> [Passage]:
-*-*-

Trump blasts some deported immigrants: 'These aren't people. These are animals.'

David Knowles

President Trump portrayed some immigrants crossing into the country illegally as “animals” while speaking Wednesday at a White House event targeting California’s sanctuary city policies.

“We have people coming into the country, who are trying to come in, and we’re stopping a lot of them, but we’re taking people out of the country, you wouldn’t believe how bad these people are,” Trump said in reference to alleged gang members. “These aren’t people. These are animals.”

That broad-brush assertion itself is jarring, but not uncommon for Trump. In fact, it’s just the latest instance in which Trump has sought to dehumanize those he considers undesirable.

After a man angry over losing his job opened fire on a former office rival on Aug. 24, 2012, on the sidewalk outside the Empire State Building, Trump wasted little time rendering his judgment.

-*-*-

> [Provided material]:
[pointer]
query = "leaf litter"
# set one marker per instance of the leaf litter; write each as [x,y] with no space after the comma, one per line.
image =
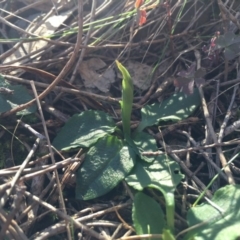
[141,34]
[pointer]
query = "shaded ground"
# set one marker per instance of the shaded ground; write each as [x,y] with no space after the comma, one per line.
[70,51]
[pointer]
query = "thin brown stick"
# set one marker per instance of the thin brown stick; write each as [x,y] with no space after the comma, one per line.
[64,71]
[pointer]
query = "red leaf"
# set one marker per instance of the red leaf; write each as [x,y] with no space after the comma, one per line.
[138,3]
[142,18]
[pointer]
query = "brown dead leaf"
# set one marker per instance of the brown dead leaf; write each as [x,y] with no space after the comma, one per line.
[140,74]
[95,75]
[46,5]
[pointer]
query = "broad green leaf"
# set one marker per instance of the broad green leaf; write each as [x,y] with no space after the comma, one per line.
[83,130]
[19,96]
[127,99]
[167,235]
[145,142]
[107,163]
[176,108]
[214,224]
[163,174]
[147,215]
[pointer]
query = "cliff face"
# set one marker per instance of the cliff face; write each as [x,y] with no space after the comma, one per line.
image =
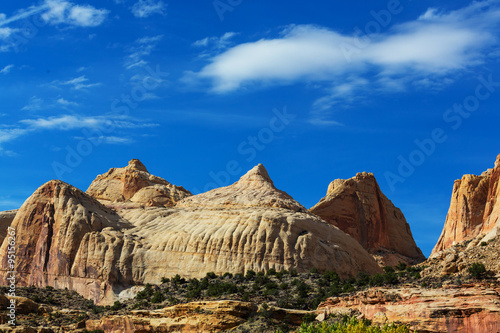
[474,209]
[136,184]
[359,208]
[466,309]
[67,238]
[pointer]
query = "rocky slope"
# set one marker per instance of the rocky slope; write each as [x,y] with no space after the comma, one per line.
[474,209]
[464,309]
[358,207]
[136,184]
[68,239]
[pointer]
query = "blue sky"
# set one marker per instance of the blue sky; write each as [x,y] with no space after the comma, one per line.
[201,91]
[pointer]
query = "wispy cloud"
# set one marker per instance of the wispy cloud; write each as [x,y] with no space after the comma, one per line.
[34,104]
[65,12]
[78,83]
[141,48]
[6,69]
[25,127]
[66,103]
[146,8]
[435,44]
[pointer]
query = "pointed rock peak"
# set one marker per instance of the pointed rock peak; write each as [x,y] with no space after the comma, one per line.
[137,165]
[257,174]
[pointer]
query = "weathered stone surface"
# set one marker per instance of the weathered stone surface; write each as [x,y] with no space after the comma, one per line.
[468,309]
[358,207]
[193,317]
[474,209]
[68,239]
[136,184]
[50,228]
[6,219]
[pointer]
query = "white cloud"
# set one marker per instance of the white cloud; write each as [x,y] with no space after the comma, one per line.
[6,69]
[78,83]
[142,47]
[34,104]
[65,102]
[434,46]
[25,127]
[217,42]
[146,8]
[87,16]
[60,11]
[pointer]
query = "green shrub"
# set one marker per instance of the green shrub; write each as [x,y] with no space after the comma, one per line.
[401,266]
[250,275]
[477,270]
[116,306]
[158,297]
[351,325]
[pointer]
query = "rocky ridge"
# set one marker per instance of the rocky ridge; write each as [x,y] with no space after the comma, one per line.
[359,208]
[69,239]
[474,209]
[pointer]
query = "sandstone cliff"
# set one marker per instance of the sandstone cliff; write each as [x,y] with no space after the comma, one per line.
[474,209]
[465,309]
[358,207]
[66,238]
[136,184]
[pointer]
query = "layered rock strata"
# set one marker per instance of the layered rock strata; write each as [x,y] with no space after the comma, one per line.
[359,208]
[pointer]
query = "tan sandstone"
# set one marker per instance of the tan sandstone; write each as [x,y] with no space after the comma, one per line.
[474,209]
[358,207]
[69,239]
[136,184]
[465,309]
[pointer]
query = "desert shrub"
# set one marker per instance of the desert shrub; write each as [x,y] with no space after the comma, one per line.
[477,270]
[220,288]
[146,293]
[158,297]
[377,280]
[362,279]
[401,266]
[351,325]
[250,275]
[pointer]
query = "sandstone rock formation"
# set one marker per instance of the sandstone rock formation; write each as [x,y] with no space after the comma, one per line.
[465,309]
[6,219]
[474,209]
[359,208]
[136,184]
[66,238]
[193,317]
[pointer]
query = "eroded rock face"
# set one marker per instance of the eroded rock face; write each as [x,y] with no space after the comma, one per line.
[136,184]
[6,219]
[193,317]
[359,208]
[465,309]
[66,238]
[474,209]
[51,229]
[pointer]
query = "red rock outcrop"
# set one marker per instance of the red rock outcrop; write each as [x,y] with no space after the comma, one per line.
[474,209]
[359,208]
[136,184]
[68,239]
[465,309]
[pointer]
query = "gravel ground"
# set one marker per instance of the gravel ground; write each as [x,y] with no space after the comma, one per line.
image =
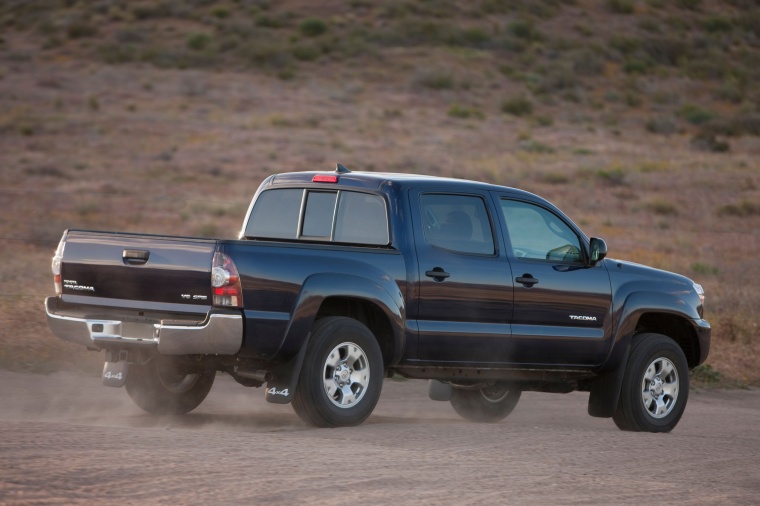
[64,439]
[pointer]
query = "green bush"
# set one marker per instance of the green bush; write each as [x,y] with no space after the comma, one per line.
[305,52]
[689,4]
[614,176]
[198,41]
[524,29]
[700,268]
[465,112]
[80,29]
[312,27]
[621,6]
[743,209]
[517,106]
[695,114]
[434,79]
[717,24]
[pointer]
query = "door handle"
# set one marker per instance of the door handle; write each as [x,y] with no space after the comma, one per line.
[527,280]
[437,274]
[135,256]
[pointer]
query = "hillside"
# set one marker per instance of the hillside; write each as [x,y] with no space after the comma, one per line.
[640,119]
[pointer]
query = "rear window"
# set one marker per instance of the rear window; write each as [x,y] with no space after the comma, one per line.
[317,215]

-*-*-

> [Parts of the exercise]:
#1 According to the article on Trump calling some deported immigrants "animals," what was the White House event he spoke at targeting?
#2 Extend the article on Trump calling some deported immigrants "animals," picking up right after its last sentence.

> [Written answers]:
#1 California's sanctuary city policies.

#2
“Terrible tragedy at the Empire State Building today. We must have fast trials and death penalty for the animals,” Trump tweeted.

The gunman, however, was killed by police at the scene.

In fact, Trump often uses the word “animal” when advocating for swift capital punishment of those accused of crimes, as was the case with an Oklahoma man suspected in the murder of a female co-worker in September 2014.

Alton Nolen, 33, was found guilty of the crime three years later and was sentenced to death.

In a May 11, 2015, tweet, Trump demanded to know why there weren’t protests “in favor of the two young police officers gunned down in Mississippi by two deranged animals” at a traffic stop. He demanded the death penalty for the four suspects, one of whom, the suspected shooter, was later found dead in his cell while awaiting trail. The other suspects are now serving prison time for lesser charges.

In the first debate of 2016 Republican presidential primaries, moderator Megyn Kelly asked Trump about using the term “disgusting animal” to describe women, which gave the candidate the opportunity for a memorable retort.

In effect, that response epitomizes Trump’s threshold for calling others an “animal”: The word applies when he says so.

After he was elected president, Trump delivered a speech to Long Island law enforcement officers in which he extolled the virtues of violent policing when dealing with MS-13 gang members.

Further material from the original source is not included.